- _DIRECTIONS FOR THIS TASK_
Transcribe only the part of the listing below that begins at the line containing "the truck door" and runs to its final line, keeping both ends.

Position annotation records:
-- START --
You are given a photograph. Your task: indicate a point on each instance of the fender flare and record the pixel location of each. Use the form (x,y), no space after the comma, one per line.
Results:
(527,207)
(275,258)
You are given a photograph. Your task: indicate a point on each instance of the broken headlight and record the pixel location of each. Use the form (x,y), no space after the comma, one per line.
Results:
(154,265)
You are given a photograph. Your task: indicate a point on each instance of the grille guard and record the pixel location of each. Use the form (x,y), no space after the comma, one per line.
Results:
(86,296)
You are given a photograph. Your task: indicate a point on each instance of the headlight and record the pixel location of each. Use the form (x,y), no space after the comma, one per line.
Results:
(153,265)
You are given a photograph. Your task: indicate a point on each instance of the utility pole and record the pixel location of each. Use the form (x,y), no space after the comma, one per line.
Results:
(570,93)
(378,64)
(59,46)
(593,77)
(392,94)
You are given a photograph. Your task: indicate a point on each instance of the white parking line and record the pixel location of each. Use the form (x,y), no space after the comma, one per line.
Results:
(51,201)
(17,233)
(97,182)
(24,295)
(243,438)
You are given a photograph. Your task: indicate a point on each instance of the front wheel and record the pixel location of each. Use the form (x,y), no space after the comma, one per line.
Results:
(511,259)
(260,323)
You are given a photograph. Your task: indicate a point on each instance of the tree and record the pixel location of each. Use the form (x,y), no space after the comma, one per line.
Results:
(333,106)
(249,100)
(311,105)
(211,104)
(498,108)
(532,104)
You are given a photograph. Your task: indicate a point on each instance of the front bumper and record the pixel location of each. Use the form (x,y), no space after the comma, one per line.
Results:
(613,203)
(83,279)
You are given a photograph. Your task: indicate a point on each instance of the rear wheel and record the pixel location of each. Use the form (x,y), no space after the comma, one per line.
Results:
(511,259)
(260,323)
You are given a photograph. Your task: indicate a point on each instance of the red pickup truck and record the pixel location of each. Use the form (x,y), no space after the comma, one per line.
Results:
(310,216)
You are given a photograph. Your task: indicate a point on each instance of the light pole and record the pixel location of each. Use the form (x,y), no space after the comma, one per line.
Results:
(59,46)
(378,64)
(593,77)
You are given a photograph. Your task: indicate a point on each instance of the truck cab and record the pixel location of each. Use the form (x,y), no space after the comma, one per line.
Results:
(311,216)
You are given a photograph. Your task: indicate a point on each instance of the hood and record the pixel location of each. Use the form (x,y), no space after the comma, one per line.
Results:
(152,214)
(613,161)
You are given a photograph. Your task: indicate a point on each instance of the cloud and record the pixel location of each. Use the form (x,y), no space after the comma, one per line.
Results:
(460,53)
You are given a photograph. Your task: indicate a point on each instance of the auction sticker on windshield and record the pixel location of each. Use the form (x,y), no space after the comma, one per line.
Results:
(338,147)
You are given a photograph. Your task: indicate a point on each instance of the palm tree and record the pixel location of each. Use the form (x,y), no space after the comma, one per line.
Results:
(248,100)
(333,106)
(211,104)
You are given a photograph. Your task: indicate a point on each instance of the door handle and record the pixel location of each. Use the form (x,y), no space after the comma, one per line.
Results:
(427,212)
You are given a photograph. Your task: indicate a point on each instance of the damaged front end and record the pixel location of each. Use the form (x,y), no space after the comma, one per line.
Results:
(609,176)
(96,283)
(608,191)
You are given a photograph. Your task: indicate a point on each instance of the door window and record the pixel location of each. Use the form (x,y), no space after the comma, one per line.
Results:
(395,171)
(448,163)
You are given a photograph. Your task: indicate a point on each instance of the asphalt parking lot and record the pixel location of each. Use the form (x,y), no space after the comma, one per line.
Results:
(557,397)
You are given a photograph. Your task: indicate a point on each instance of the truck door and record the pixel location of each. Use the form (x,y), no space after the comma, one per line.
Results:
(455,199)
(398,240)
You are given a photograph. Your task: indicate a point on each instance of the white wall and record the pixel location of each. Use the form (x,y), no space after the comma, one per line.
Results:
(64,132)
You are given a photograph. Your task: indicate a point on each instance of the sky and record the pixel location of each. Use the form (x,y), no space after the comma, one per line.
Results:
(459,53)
-- END --
- _RESPONSE FOR THIS EXERCISE_
You are given a photograph. Your task: indicate a point on each instance of the truck door and record the pixel location of each. Use the form (x,y), no space after the comma, one per line.
Results:
(455,199)
(398,240)
You are given a photograph. Your task: indicate a point on each instance of the white wall and record the pixel location of each. Use the form (x,y), no space after the comma, one per line.
Results:
(64,132)
You are given a photograph. Your task: indicate a point on each instance of the sky and record the pixel location of each. Use the form (x,y), no space after the comma, one per line.
Results:
(459,53)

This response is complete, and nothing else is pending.